- Opening Delimiter -

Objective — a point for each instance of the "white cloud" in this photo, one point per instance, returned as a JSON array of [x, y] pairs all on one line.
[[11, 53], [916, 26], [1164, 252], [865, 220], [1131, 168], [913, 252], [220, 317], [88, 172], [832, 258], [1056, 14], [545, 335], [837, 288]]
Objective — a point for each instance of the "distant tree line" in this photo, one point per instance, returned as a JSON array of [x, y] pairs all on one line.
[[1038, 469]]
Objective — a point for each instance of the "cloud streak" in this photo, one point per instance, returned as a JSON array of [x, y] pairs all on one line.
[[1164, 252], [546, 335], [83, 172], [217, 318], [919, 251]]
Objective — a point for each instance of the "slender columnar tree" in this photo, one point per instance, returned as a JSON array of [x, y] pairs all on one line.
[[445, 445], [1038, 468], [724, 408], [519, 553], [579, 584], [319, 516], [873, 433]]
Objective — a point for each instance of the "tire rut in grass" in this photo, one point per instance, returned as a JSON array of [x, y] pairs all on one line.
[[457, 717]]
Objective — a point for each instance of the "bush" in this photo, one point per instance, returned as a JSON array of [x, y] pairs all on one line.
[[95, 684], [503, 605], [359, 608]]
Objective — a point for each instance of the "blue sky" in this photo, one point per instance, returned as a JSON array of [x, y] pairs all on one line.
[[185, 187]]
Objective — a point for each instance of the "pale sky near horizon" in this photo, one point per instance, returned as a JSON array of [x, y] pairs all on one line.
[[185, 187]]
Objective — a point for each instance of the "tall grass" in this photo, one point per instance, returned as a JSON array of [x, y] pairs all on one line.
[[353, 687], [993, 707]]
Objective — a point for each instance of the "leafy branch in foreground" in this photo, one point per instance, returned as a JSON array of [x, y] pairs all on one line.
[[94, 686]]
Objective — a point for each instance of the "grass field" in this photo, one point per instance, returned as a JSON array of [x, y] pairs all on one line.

- Closing Delimiter -

### Exercise description
The answer is every entry, copied word for word.

### Result
Objective — a point for each instance of the "white cloud" in this photo, one point per instance, returned as a JSON array of [x, y] pairs all on one line.
[[11, 53], [916, 26], [1164, 252], [865, 220], [1131, 168], [913, 252], [220, 317], [88, 172], [832, 258], [1056, 14], [545, 335], [837, 288]]
Objective — a point for each instance of the "distant tree line" in this photo, one point per instance, returned as a JSON array of [x, y] pairs all on one line.
[[1038, 469]]
Objective — a point for each instance of the "cloud streak" in this photo, one point per instance, returned as a JSON array of [x, y] pairs all on one line.
[[1164, 252], [546, 335], [83, 172], [217, 318], [919, 251]]
Objective — a point for each instance of the "slender columnar tree" in this photo, one point per instance, returned as a JSON array of [x, y] pairs all on one line.
[[445, 445], [1038, 468], [724, 408], [519, 553], [579, 584], [319, 516], [873, 433]]
Objective — a point for each instance of the "tire rut in grass" in this photo, one point per instance, returned as a JSON array of [x, y] pairs all on one line.
[[457, 717]]
Objective — a point for each instance of the "bush" in this photo, one point per instance, returned as a JSON array of [x, y] pairs all on one line.
[[95, 684], [503, 605], [359, 608]]
Objective — a point for each instance of the "blue sky" in this photo, one point per instance, returned as a JSON array of [x, y] pairs all on one line.
[[185, 187]]
Objective — a point for each instance of the "pale sky near horizon" in this photo, one point per instance, returned as a JSON array of [x, y] pairs all on one line.
[[185, 187]]
Objective — a point for each instance of the "tall grass" in this photo, one point per instance, returned as a JSON array of [x, y] pairs all on one line.
[[353, 687], [993, 707]]
Objective — a point for each instance of the "leafy branch in foreground" in this photo, one point per instance, returned as a JSON array of [x, y] pairs all on one line.
[[94, 686]]
Objective — a point for each instance of the "grass field" in this photo, one point per instance, returned as a JSON array of [x, y] pairs all on one line.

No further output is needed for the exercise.